# DIRECTIONS
Only the lines running from the one with "Pin the gothic" to the end of the listing should be returned, each exactly as it appears, with both ends kept.

# EXCERPTED DATA
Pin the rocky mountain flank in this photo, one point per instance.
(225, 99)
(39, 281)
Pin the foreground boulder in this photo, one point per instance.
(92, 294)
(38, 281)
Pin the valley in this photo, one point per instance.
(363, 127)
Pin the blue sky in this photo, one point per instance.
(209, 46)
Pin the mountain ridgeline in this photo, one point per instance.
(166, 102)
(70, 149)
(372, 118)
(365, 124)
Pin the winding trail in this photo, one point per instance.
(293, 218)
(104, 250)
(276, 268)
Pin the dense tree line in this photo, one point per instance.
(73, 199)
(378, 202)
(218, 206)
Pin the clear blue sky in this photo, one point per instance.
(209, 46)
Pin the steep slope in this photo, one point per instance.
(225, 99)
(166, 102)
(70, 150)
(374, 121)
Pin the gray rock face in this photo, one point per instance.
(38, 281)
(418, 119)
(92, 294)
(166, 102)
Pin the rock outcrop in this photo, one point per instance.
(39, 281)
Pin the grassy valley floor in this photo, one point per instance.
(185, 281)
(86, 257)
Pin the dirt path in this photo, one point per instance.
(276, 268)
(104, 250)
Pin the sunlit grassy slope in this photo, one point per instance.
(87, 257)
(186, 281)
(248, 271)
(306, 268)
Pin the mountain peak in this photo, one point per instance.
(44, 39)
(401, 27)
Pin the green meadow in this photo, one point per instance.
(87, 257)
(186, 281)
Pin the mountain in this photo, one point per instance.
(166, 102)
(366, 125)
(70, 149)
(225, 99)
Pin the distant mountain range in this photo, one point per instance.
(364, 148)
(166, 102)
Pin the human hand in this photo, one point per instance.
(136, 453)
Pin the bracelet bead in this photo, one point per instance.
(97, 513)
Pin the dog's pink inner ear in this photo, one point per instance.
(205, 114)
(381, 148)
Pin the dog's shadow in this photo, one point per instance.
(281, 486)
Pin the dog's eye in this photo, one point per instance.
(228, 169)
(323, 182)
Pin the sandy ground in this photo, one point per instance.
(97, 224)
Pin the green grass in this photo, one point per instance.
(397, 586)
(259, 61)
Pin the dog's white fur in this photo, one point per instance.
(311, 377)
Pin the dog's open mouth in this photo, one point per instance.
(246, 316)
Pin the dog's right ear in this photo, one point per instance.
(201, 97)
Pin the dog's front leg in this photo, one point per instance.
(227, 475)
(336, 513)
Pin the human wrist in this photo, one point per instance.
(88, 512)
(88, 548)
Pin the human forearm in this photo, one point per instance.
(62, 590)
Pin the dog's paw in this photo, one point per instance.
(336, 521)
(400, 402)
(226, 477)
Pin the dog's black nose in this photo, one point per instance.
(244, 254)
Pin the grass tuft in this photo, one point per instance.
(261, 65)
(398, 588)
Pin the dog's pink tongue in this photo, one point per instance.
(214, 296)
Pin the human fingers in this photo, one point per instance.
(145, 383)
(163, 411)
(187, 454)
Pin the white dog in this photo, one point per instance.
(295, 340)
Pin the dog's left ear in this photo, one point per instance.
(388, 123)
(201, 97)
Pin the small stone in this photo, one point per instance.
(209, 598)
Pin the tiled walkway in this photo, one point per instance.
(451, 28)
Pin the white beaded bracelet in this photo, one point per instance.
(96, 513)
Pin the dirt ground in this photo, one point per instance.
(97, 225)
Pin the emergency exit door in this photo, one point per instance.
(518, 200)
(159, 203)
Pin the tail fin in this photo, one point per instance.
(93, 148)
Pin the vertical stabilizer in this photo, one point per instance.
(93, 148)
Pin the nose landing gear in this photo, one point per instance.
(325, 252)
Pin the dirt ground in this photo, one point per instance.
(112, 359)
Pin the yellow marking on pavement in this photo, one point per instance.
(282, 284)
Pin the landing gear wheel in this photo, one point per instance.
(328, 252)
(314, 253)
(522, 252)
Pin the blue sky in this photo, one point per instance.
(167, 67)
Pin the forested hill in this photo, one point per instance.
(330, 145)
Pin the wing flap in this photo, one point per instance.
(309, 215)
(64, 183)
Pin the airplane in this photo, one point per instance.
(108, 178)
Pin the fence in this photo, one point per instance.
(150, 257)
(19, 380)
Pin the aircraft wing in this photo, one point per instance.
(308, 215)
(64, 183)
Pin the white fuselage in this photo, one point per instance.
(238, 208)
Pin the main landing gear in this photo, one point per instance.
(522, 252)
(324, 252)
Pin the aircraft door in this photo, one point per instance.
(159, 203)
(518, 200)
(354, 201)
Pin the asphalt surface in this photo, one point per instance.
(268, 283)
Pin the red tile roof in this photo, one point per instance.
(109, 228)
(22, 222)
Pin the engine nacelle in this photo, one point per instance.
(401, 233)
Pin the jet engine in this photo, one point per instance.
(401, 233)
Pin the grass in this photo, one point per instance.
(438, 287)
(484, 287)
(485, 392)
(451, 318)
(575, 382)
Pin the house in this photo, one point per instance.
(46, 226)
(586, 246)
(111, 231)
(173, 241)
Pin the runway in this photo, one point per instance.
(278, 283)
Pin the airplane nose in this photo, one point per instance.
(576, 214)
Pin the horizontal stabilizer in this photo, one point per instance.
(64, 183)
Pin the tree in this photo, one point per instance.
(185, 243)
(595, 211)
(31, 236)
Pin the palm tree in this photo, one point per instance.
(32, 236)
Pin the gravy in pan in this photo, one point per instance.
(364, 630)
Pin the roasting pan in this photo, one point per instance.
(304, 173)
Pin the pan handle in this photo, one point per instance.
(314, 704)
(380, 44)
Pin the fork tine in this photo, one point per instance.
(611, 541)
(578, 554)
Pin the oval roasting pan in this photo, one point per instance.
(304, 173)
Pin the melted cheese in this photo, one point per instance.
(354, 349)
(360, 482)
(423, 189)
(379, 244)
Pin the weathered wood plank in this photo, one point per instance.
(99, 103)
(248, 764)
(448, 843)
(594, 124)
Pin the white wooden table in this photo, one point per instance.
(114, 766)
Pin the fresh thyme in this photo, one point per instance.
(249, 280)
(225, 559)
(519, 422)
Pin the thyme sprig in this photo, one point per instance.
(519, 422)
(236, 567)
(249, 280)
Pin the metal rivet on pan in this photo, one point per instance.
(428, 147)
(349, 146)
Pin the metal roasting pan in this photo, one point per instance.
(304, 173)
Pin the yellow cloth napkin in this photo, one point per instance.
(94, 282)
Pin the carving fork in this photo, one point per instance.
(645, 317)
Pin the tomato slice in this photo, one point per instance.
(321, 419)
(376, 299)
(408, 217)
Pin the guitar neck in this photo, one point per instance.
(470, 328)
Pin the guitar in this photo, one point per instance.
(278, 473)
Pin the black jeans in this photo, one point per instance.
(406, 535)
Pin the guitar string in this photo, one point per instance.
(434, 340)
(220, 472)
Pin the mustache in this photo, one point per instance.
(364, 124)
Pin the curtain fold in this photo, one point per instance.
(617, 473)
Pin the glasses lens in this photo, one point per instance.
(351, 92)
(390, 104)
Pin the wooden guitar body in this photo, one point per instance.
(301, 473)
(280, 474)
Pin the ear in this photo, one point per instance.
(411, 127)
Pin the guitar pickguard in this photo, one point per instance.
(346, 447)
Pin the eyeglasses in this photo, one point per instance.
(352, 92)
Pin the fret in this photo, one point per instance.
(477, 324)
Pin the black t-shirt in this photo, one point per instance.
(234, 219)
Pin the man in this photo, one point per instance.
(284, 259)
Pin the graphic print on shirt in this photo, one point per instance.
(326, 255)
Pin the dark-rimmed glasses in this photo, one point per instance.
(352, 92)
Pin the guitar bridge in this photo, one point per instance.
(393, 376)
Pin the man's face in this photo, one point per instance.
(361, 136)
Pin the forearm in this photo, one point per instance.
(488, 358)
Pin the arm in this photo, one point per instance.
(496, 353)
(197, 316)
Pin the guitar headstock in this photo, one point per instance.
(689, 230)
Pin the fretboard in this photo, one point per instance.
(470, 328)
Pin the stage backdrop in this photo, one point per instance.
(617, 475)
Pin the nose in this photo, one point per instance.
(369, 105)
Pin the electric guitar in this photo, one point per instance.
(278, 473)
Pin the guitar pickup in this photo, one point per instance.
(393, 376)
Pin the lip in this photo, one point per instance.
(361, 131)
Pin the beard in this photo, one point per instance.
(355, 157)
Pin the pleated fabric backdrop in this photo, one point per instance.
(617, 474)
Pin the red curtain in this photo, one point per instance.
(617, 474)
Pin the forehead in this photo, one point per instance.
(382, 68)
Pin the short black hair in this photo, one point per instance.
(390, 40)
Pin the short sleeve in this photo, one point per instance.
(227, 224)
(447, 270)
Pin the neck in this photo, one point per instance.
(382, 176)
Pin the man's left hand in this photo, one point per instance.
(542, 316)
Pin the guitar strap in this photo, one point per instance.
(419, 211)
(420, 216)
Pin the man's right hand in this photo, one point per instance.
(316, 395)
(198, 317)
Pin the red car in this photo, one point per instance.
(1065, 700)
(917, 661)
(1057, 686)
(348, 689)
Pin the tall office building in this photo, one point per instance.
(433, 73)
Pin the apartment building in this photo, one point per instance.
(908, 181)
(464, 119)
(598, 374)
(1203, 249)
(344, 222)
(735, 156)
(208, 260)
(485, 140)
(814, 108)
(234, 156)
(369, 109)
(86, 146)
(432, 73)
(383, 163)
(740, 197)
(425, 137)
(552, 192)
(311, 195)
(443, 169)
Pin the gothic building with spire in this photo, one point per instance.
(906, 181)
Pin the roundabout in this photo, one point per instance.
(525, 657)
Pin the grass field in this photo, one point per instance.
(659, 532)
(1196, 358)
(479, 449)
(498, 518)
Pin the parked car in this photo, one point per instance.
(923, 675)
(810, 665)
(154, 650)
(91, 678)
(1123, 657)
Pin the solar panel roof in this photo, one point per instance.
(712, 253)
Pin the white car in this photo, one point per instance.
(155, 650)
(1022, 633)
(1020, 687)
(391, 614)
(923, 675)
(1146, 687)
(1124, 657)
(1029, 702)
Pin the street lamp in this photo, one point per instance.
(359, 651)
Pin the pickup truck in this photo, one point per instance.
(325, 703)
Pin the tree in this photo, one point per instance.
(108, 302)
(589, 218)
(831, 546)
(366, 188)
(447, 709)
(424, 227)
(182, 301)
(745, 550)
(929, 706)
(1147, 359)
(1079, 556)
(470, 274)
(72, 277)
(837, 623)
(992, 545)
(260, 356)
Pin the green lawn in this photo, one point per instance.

# EXERCISE ANSWER
Pin the gothic building with spire in this photo, one point per instance.
(906, 181)
Pin the roundabout in this photo, one point per instance.
(525, 657)
Pin the grass field in this photo, one point per instance.
(659, 532)
(1196, 358)
(479, 449)
(498, 518)
Pin the parked car in this photo, one point per instance.
(923, 675)
(810, 665)
(154, 650)
(91, 678)
(1123, 657)
Pin the solar panel roof in this photo, one point per instance.
(712, 253)
Pin the white car in this photo, one point per instance.
(155, 650)
(1022, 633)
(1020, 687)
(391, 614)
(923, 675)
(1146, 687)
(1124, 657)
(1029, 702)
Pin the street lamp in this photo, one point per instance.
(359, 651)
Pin the pickup truck in this photo, one point per instance.
(325, 703)
Pin the tree in this photo, one point per instance.
(108, 302)
(589, 218)
(831, 546)
(366, 188)
(447, 709)
(424, 227)
(182, 301)
(745, 550)
(929, 706)
(1147, 359)
(1079, 556)
(470, 274)
(72, 277)
(837, 623)
(992, 545)
(260, 356)
Pin the green lawn in this photo, one point per instance.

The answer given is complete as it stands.